Task: Pick out each line in the material below that contains the word "green", and copy those lines out in full.

-------- Excerpted records --------

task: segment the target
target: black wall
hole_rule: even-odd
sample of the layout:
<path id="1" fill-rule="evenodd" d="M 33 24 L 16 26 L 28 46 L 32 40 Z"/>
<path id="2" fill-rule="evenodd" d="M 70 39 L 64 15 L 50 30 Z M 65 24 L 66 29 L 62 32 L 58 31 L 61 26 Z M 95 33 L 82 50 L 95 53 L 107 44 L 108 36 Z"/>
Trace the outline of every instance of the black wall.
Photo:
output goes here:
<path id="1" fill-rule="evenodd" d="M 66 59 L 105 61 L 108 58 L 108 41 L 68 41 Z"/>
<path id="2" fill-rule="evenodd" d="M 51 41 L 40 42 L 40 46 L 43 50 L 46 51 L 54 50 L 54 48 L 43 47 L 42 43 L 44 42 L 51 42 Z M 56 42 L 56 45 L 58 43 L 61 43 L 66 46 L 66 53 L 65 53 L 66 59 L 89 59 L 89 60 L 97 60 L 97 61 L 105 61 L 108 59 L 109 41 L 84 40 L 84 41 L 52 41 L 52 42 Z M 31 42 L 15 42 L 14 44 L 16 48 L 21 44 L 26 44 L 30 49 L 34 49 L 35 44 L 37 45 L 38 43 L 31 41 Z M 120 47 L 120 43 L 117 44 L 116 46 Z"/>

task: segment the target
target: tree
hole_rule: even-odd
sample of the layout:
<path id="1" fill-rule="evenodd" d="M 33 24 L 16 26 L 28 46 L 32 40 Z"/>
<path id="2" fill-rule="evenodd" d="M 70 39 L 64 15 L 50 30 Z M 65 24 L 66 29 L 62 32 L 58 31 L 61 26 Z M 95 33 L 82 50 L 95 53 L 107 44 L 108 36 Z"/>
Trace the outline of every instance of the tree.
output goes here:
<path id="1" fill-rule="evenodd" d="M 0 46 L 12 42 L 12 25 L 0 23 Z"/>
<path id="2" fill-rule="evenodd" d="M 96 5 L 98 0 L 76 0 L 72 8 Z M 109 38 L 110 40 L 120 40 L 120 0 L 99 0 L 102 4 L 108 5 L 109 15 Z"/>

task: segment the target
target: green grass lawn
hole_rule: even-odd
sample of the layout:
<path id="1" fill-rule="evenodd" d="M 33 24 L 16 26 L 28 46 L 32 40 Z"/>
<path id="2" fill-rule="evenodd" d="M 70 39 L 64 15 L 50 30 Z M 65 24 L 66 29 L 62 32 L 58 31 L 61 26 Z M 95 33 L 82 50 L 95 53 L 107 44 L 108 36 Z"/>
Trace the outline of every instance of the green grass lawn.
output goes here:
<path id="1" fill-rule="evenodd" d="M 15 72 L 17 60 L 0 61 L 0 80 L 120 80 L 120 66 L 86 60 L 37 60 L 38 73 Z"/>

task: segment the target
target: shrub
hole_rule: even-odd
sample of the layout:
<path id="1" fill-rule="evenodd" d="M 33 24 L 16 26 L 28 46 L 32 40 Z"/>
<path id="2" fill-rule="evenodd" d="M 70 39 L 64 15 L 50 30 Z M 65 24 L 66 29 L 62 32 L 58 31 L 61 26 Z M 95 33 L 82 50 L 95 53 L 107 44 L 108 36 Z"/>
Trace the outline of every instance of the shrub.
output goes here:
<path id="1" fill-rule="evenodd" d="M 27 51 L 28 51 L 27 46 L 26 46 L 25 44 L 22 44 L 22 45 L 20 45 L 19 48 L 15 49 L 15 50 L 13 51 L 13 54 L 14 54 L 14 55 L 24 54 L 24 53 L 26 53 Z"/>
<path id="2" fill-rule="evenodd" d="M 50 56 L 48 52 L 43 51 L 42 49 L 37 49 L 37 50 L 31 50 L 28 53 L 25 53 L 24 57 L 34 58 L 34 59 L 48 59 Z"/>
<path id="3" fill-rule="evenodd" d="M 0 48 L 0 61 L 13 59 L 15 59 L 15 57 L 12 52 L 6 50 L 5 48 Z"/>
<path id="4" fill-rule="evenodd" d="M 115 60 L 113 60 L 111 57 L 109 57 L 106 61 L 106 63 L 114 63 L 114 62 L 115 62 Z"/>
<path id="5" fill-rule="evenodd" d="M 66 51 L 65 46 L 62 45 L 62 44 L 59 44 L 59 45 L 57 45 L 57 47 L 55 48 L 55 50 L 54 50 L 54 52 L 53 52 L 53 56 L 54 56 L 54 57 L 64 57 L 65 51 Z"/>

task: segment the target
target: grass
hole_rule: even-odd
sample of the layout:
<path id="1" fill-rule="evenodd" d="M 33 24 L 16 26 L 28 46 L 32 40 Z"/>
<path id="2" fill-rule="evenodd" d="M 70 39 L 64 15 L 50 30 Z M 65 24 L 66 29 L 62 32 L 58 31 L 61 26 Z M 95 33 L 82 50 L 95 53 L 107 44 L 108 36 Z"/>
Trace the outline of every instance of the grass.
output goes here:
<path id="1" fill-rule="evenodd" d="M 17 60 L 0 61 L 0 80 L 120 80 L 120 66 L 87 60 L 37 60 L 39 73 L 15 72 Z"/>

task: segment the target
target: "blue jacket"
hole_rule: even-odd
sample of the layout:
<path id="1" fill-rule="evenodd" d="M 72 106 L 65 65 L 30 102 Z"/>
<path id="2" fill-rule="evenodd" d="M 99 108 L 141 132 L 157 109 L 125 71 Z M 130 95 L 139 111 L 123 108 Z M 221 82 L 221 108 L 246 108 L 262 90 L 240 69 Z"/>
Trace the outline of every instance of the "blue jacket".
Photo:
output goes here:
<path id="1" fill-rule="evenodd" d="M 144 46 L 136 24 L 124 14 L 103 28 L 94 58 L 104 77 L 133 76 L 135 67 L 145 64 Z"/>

--------

Finished task:
target: green grass lawn
Trace the outline of every instance of the green grass lawn.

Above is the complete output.